● **Given request**: Edit the records below by changing "photograph" to "image" everywhere and keeping everything else as it is. Leave the pictures out of your answer.

● **Data records**:
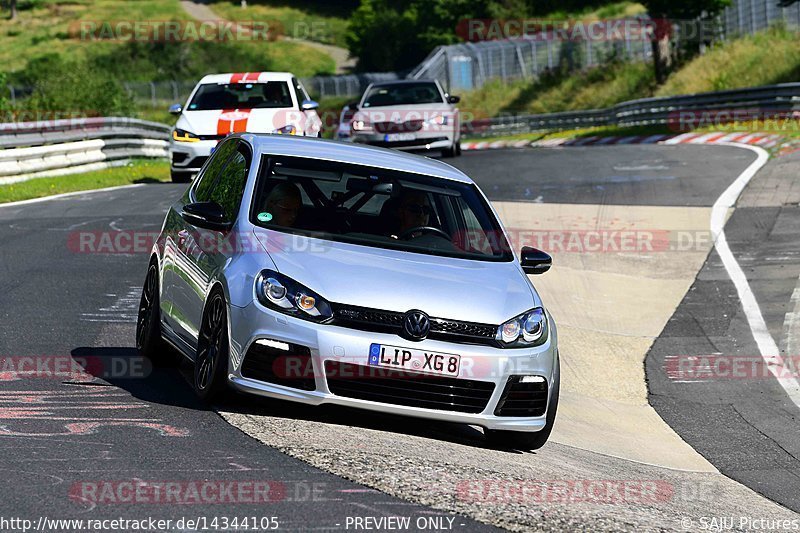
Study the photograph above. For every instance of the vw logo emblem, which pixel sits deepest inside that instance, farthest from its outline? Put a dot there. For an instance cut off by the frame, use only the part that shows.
(416, 325)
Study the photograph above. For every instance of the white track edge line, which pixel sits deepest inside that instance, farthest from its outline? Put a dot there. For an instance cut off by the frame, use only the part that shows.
(767, 347)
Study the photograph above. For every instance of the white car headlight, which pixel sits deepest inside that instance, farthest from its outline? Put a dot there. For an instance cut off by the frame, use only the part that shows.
(289, 129)
(184, 136)
(527, 329)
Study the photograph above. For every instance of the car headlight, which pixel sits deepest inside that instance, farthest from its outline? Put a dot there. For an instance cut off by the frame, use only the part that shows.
(527, 329)
(289, 129)
(279, 292)
(184, 136)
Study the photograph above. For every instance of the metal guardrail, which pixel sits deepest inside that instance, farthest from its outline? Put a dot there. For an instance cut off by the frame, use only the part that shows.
(34, 149)
(755, 102)
(47, 148)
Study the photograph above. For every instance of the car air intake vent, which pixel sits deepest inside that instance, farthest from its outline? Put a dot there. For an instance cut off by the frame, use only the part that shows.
(522, 399)
(280, 363)
(411, 389)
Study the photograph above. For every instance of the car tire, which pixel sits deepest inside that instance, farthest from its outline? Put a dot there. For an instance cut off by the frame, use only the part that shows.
(526, 440)
(210, 376)
(149, 343)
(180, 176)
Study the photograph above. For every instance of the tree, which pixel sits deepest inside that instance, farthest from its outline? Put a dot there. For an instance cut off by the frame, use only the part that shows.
(398, 34)
(665, 13)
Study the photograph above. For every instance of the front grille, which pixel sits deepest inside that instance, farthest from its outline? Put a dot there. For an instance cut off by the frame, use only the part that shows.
(367, 319)
(402, 127)
(410, 389)
(292, 367)
(522, 399)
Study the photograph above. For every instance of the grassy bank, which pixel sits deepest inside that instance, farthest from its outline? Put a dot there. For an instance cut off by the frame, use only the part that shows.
(138, 171)
(324, 22)
(770, 57)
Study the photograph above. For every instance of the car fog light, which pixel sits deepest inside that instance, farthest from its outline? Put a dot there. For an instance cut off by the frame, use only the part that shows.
(531, 379)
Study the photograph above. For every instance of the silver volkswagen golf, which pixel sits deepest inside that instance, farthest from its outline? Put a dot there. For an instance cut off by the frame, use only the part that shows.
(325, 272)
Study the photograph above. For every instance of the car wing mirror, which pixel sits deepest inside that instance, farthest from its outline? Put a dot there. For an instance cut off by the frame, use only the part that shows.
(209, 215)
(535, 261)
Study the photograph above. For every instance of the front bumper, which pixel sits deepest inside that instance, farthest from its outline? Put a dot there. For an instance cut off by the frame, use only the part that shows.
(419, 140)
(189, 157)
(328, 343)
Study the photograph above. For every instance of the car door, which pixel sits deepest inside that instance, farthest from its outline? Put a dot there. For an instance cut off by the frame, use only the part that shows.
(195, 249)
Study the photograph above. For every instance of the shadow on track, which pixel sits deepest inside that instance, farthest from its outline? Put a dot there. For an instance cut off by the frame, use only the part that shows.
(122, 367)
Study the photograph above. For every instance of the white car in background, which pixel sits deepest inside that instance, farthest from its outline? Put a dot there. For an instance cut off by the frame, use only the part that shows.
(414, 115)
(252, 102)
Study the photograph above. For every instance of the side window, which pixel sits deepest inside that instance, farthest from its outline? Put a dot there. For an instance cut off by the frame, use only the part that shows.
(300, 91)
(475, 238)
(229, 189)
(202, 191)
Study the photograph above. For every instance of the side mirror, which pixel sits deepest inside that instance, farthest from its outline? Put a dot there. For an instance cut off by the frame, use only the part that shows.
(535, 261)
(209, 215)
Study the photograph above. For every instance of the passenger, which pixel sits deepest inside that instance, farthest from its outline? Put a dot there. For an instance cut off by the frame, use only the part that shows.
(413, 210)
(283, 203)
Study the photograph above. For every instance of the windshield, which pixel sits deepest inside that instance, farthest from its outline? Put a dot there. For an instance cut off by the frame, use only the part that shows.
(241, 96)
(403, 94)
(376, 207)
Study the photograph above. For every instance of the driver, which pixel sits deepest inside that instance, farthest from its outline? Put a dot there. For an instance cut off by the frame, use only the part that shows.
(413, 211)
(283, 203)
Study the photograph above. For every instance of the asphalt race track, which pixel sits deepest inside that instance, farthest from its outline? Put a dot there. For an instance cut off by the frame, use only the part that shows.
(67, 437)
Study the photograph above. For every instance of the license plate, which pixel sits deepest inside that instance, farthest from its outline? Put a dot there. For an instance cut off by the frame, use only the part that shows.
(393, 137)
(441, 364)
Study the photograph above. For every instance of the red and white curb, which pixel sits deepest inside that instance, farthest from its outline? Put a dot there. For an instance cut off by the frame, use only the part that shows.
(764, 140)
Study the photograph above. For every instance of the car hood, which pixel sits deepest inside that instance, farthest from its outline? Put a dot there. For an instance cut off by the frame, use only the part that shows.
(401, 113)
(444, 287)
(218, 121)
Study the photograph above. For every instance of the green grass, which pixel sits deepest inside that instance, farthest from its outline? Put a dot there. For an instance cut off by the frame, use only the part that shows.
(769, 57)
(301, 20)
(595, 88)
(138, 171)
(766, 58)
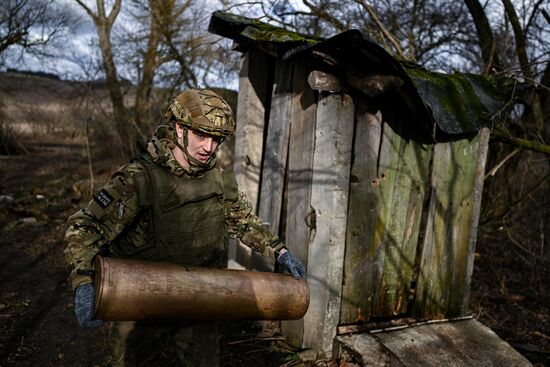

● **Answer to this task**:
Study the image above. For every instance of the vw logo emblem, which pixel sits deepest inside that instance, farthest from its outline? Put a dot there. For an instance cut off by the frame, use only the part that shows.
(416, 325)
Study the image above. For every instance of the white track edge line, which pixel sits deepest inside that instance, farthest from its outline? Put a dot there. For an instance cut off by the frame, use only the part that shows.
(767, 347)
Study the image above. For every instance of the white car headlight, which pixel sits deepest inside that instance, farthest from its outline? Put a dot there. For an instance cut off by the frame, use only the part that shows.
(289, 129)
(184, 136)
(527, 329)
Study the image above. For every instance of the car headlight, which pixel sits deepest inside that instance, farthest from its outline? Put a dot there. For an instance cut off by the frame, use only the part that shows.
(527, 329)
(289, 129)
(279, 292)
(184, 136)
Study the image above. For every instance of the metal guardrail, which pixel sits deepest inside that instance, farthest from its outline? Put a dot there. For an instance cut off by the frame, use only the part that shows.
(34, 149)
(755, 102)
(47, 148)
Study the image above. For every instance of the car air intake vent, which pixel sits deepest inside that instance, farthest from its outline? Put a dot there. For an instance cut off by the frame, use only the part that shows.
(522, 399)
(280, 363)
(411, 389)
Study the image above. For every instance of the car tire, which pixel sits deepest inside that instance, farthest from its outline? Put a dot there. For an instance cut off by the frame, use only the part that shows.
(526, 440)
(210, 376)
(149, 343)
(180, 176)
Study the image above. For every instance of the tree, which pixel sits deepest inside that instance, farthest from its outline? Put a dot there. For an instance cut off by the frame, use only the part that shows.
(398, 34)
(665, 13)
Study the image above. For every instance of the front grille, which pixel sits deepest inside that instance, farthest from its outline? Put a dot there. For an instance cut off by the frame, use only the part that shows.
(367, 319)
(402, 127)
(410, 389)
(292, 367)
(522, 399)
Study the image above. For every instance of the grassy bank, which pixel sits deepest inside that instance, farthest from its outline? Put a dot there. For an instance cut off by the frame, use only the part that shows.
(138, 171)
(324, 22)
(770, 57)
Study the image above. For every instance of the car fog light, which pixel sits deepest inside that instance, farthest from its outline? Put a dot there. For an instance cut off by the frame, use only the part that shows.
(531, 379)
Study the image above. For every instance of the silver volkswagen golf, which pixel sits deepest inside that instance, farthest from its outline? Put a dot there. For an instance cut off by the frame, use only the part that shows.
(325, 272)
Study the image above. For every instance of the car wing mirror, which pixel sits deepest inside that instance, farthest from its outline? Put a dot there. For an instance cut off by the frame, use only the part that shows.
(209, 215)
(535, 261)
Study the image above. For every instance of the front bumper, which pixel sits deepest inside that instance, farthest from its outline? Put a dot there. For an instance cut off by the frame, use only the part that shows.
(419, 140)
(189, 157)
(328, 343)
Study the image above. For every instance of the car door, which pixel sits deepest inside that instance, farthest from its outline? Put a dot there. For an instance cut off by the frame, use only the part that shows.
(195, 249)
Study the image above. For every instance of the shadow on track, which pixel sits deepest inside that instance, farthest from its outline? Put a dot there. For an instance cut off by the frame, use only the part that shows.
(122, 367)
Study the image above. For every instance of the white car in background, which pixel sits deepest inside that instance, farthest from its outline? Put a dot there. For an instance cut off by the frame, use only the part that shows.
(414, 115)
(252, 102)
Study the image above. For every instance of the side window, which pixel sits deepest inside that instance, farthest from its outline? Put a dot there. For an instance cut off by the frame, use only the part that shows.
(300, 91)
(475, 238)
(229, 189)
(202, 191)
Study the image above. For every instance of the side mirror, which pixel sits deepest inside that instance, farthest from its outline? Put a dot there. For an instance cut off by the frame, use only the part that shows.
(535, 261)
(209, 215)
Study the image above. For every instance of the passenger, which pixel sits deepest inside that instance, farthest from its outline? Put a dot there. For an instance cut off by the frame, use only the part that shows.
(413, 210)
(283, 203)
Study the image above. For every instance of the windshield, which pixel sits deepest inside that instance, farthest from its outline? Put a dot there. For an instance cut off by the frame, use only the part that shows.
(241, 96)
(403, 94)
(376, 207)
Study the image above. For every instance of the driver, which pixel sits deepest inside that instance, farthest from its outline? Put a dot there. For an instance cut off by the frame, use only the part that shows.
(413, 211)
(283, 203)
Study the image above. For every instance of the asphalt race track, which pixel sits deepest inside that instance, farthest from its outline? Put a dot there. For an instance cut off by the frame, use only the part that shows.
(67, 437)
Study the image above. For every instance of the license plate, which pixel sits deepest inside that instance, farthest from its outline? Put a dot there. For an instance cut off by the frame, use only the part that shows.
(393, 137)
(441, 364)
Study the image above. For every instance of the red and white curb, which pixel sits deepest inside that instance, farthest from its outline? Put a dot there. For an instance cut off by the frame, use only the part that shows.
(764, 140)
Study the image above. For every instance of the car hood, which pixel sits deepest inside that instance, farthest from its outline? Put a dot there. For an instance cut off by the frame, use only the part that shows.
(401, 113)
(444, 287)
(218, 121)
Study the image above. For every instance of the green grass, which pixel sits deepest inside that instance, farthest from its outline? Put a dot there. For an instance cut off by the frame, use only the part that shows.
(769, 57)
(301, 20)
(595, 88)
(138, 171)
(766, 58)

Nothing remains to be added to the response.